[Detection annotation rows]
--
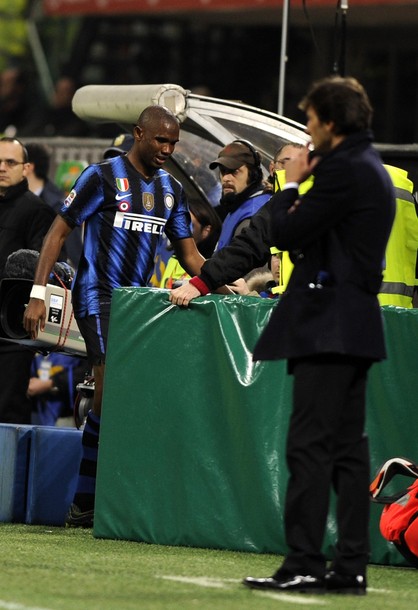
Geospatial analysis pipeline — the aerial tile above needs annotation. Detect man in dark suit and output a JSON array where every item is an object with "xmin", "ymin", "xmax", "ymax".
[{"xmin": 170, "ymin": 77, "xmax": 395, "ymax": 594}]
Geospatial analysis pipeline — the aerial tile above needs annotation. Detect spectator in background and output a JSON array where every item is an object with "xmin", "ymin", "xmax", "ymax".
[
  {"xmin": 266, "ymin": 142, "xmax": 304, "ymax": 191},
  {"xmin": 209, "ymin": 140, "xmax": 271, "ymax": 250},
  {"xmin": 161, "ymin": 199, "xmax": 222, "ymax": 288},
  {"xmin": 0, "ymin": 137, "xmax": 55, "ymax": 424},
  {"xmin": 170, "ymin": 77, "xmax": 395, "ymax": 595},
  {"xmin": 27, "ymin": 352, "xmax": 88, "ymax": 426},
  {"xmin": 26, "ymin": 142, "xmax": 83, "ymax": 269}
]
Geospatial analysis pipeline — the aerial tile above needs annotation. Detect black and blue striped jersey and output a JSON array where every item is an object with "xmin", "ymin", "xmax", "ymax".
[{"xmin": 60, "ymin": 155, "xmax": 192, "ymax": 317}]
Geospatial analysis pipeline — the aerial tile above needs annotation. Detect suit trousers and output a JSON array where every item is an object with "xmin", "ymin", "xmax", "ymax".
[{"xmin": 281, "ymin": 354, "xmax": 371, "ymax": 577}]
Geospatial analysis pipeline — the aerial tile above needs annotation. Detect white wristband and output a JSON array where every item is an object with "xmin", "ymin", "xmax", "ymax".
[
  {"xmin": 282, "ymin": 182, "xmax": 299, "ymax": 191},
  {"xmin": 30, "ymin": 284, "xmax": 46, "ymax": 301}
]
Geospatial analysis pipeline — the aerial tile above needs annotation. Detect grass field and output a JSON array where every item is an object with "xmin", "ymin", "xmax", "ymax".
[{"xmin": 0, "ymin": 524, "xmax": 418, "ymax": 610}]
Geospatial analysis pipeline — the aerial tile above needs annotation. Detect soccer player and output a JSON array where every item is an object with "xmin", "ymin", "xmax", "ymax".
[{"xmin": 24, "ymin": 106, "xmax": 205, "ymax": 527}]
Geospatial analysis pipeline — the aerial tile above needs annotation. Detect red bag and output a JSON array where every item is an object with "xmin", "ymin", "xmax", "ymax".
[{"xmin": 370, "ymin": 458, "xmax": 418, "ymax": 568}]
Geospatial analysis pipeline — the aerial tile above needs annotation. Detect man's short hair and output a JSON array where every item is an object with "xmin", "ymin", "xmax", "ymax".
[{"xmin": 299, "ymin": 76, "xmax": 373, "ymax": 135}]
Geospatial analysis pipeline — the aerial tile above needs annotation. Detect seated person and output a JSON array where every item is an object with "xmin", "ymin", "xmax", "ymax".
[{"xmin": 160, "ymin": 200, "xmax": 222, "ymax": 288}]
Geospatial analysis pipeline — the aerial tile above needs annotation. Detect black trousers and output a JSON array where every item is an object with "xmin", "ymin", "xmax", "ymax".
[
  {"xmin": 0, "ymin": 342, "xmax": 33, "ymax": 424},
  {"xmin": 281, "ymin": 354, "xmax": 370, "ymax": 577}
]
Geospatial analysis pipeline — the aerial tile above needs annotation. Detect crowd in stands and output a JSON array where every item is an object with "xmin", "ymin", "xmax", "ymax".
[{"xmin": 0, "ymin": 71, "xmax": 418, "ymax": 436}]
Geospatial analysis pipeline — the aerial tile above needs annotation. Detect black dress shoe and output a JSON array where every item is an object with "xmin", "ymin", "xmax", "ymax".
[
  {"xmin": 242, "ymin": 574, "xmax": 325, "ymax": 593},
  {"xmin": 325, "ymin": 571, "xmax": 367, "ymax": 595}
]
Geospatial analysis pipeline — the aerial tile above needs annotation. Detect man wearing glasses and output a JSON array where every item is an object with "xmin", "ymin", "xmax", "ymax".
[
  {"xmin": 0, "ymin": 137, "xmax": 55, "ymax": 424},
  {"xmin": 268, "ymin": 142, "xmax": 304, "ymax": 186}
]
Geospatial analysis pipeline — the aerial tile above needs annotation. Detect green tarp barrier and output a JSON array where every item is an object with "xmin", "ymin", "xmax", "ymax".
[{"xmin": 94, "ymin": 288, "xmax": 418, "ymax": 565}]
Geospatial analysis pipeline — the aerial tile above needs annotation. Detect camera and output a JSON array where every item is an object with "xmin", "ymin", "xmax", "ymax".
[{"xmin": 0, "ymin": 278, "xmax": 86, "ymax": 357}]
--
To be done: Render all the rows above as a JSON list of strings, with one string per line and no blank lines. Leave the pictures out.

Response below:
[
  "Geospatial analysis pipeline — the aerial tile above needs annotation. Detect man in dark suit and output a JSON array where every item is an object with \"xmin\", \"ymin\", \"xmax\", \"ymax\".",
  "[{\"xmin\": 170, \"ymin\": 77, \"xmax\": 395, \"ymax\": 594}]",
  "Geospatial analysis pipeline — the aerial tile above needs annotation. Detect spectator in background and output a JSON array where every item is an object with \"xmin\", \"ymin\", \"xmax\", \"ymax\".",
  "[",
  "  {\"xmin\": 266, \"ymin\": 142, \"xmax\": 304, \"ymax\": 191},",
  "  {\"xmin\": 209, \"ymin\": 140, \"xmax\": 271, \"ymax\": 250},",
  "  {\"xmin\": 161, \"ymin\": 199, \"xmax\": 222, \"ymax\": 288},",
  "  {\"xmin\": 0, \"ymin\": 137, \"xmax\": 55, \"ymax\": 424},",
  "  {\"xmin\": 170, \"ymin\": 77, \"xmax\": 395, \"ymax\": 595},",
  "  {\"xmin\": 27, \"ymin\": 352, \"xmax\": 88, \"ymax\": 426},",
  "  {\"xmin\": 26, \"ymin\": 142, \"xmax\": 83, \"ymax\": 269}",
  "]",
  "Geospatial analysis pipeline — the aerial tile above needs annotation. Detect black and blue striped jersey and output a JSON array where every item is an object with \"xmin\", \"ymin\", \"xmax\", \"ymax\".",
  "[{\"xmin\": 60, \"ymin\": 155, \"xmax\": 192, \"ymax\": 317}]",
  "Geospatial analysis pipeline — the aerial tile above needs annotation. Detect suit trousers and output a JSON array where every item is an object with \"xmin\", \"ymin\", \"xmax\", \"ymax\".",
  "[{\"xmin\": 281, \"ymin\": 354, \"xmax\": 371, \"ymax\": 577}]",
  "Geospatial analysis pipeline — the aerial tile above needs annotation. Detect white wristband and output a JSON array where every item is an object with \"xmin\", \"ymin\", \"xmax\", \"ymax\".",
  "[",
  "  {\"xmin\": 282, \"ymin\": 182, \"xmax\": 299, \"ymax\": 191},",
  "  {\"xmin\": 30, \"ymin\": 284, \"xmax\": 46, \"ymax\": 301}",
  "]",
  "Geospatial analysis pipeline — the aerial tile above needs annotation. Detect grass field and output a JSON array where every item is an object with \"xmin\", \"ymin\", \"xmax\", \"ymax\".",
  "[{\"xmin\": 0, \"ymin\": 524, \"xmax\": 418, \"ymax\": 610}]",
  "Geospatial analysis pipeline — the aerial tile above needs annotation. Detect soccer player and output a JSON array where every item is an object with \"xmin\", \"ymin\", \"xmax\", \"ymax\".",
  "[{\"xmin\": 24, \"ymin\": 106, \"xmax\": 205, \"ymax\": 527}]",
  "Geospatial analysis pipeline — the aerial tile above needs annotation. Detect red bag and output a JSON array where every item is an object with \"xmin\", \"ymin\", \"xmax\", \"ymax\".",
  "[{\"xmin\": 370, \"ymin\": 458, \"xmax\": 418, \"ymax\": 568}]",
  "Geospatial analysis pipeline — the aerial tile above needs annotation. Detect man's short hair and output a JSON array where every item is an object with \"xmin\", \"ymin\", \"xmax\", \"ymax\".",
  "[{\"xmin\": 299, \"ymin\": 76, \"xmax\": 373, \"ymax\": 135}]",
  "Geospatial analysis pipeline — the aerial tile above needs annotation. Detect seated person and output a JSON array where every item is an object with \"xmin\", \"ymin\", \"xmax\", \"ymax\".",
  "[{\"xmin\": 160, \"ymin\": 200, \"xmax\": 222, \"ymax\": 288}]",
  "Geospatial analysis pipeline — the aerial tile above needs annotation. Detect black trousers and output a JSON array where every item is an object with \"xmin\", \"ymin\", \"xmax\", \"ymax\".",
  "[",
  "  {\"xmin\": 0, \"ymin\": 342, \"xmax\": 33, \"ymax\": 424},",
  "  {\"xmin\": 281, \"ymin\": 354, \"xmax\": 370, \"ymax\": 577}",
  "]",
  "Geospatial analysis pipeline — the aerial tile above needs annotation. Detect crowd in stands and output a JSON array where every item is an object with \"xmin\", \"ymin\", \"xmax\", \"ymax\".",
  "[{\"xmin\": 0, \"ymin\": 71, \"xmax\": 418, \"ymax\": 436}]",
  "Geospatial analysis pipeline — the aerial tile above needs annotation. Detect black dress shoe and output a JSON array where every item is an object with \"xmin\", \"ymin\", \"xmax\", \"ymax\".",
  "[",
  "  {\"xmin\": 242, \"ymin\": 574, \"xmax\": 325, \"ymax\": 593},",
  "  {\"xmin\": 325, \"ymin\": 571, \"xmax\": 367, \"ymax\": 595}",
  "]",
  "Geospatial analysis pipeline — the aerial tile above needs annotation. Detect man wearing glasses and output a JSON array where every item is an object with \"xmin\", \"ymin\", \"xmax\", \"ymax\".",
  "[",
  "  {\"xmin\": 0, \"ymin\": 137, \"xmax\": 55, \"ymax\": 424},",
  "  {\"xmin\": 268, \"ymin\": 142, \"xmax\": 304, \"ymax\": 186}",
  "]",
  "Geospatial analysis pipeline — the aerial tile above needs annotation. Detect green tarp barrier and output a JSON array where every item is an object with \"xmin\", \"ymin\", \"xmax\", \"ymax\".",
  "[{\"xmin\": 94, \"ymin\": 288, \"xmax\": 418, \"ymax\": 565}]",
  "Geospatial analysis pipeline — the aerial tile above needs annotation. Detect camera and output a JSON array where every item is an object with \"xmin\", \"ymin\", \"xmax\", \"ymax\".",
  "[{\"xmin\": 0, \"ymin\": 278, \"xmax\": 86, \"ymax\": 357}]"
]